### Input records
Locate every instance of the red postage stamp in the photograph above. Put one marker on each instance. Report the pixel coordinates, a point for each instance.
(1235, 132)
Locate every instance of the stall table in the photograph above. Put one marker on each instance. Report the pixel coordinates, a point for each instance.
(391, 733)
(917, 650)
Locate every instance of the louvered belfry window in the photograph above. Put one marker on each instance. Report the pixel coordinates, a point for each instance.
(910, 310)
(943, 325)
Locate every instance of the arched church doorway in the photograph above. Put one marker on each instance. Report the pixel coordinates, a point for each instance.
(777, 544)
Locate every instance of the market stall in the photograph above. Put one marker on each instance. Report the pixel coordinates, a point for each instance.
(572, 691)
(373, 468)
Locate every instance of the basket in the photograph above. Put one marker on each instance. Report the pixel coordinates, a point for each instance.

### Exercise goal
Put the data above into a JSON list of strings, with one string for each line and blank lines left out.

### Output for this task
[
  "Locate every instance of the red postage stamp in the photograph above. Put one marker on each instance. Report the pixel coordinates, a point for each instance.",
  "(1235, 132)",
  "Locate every instance of the stall table in the photograph above. Put one marker on each instance. Report the pixel coordinates, a point for each instance.",
  "(391, 733)",
  "(917, 650)",
  "Locate every instance of the louvered belfry window in the photograph above. Put one marker on each instance. Report the pixel coordinates, a point for each instance.",
  "(910, 310)",
  "(943, 325)",
  "Locate every instance of the arched church doorway in the photograph above. Put one marker on each instance. Report the pixel coordinates, a point for each instance.",
  "(777, 544)",
  "Locate every instance of the market stall in the photograph above. Put one marker on each instance. Report the pixel coordinates, a point for each instance.",
  "(572, 691)",
  "(373, 468)",
  "Locate every instance of the basket in the photograph above. Put one marker on each instance. Report the pixel coordinates, a point for each instance."
]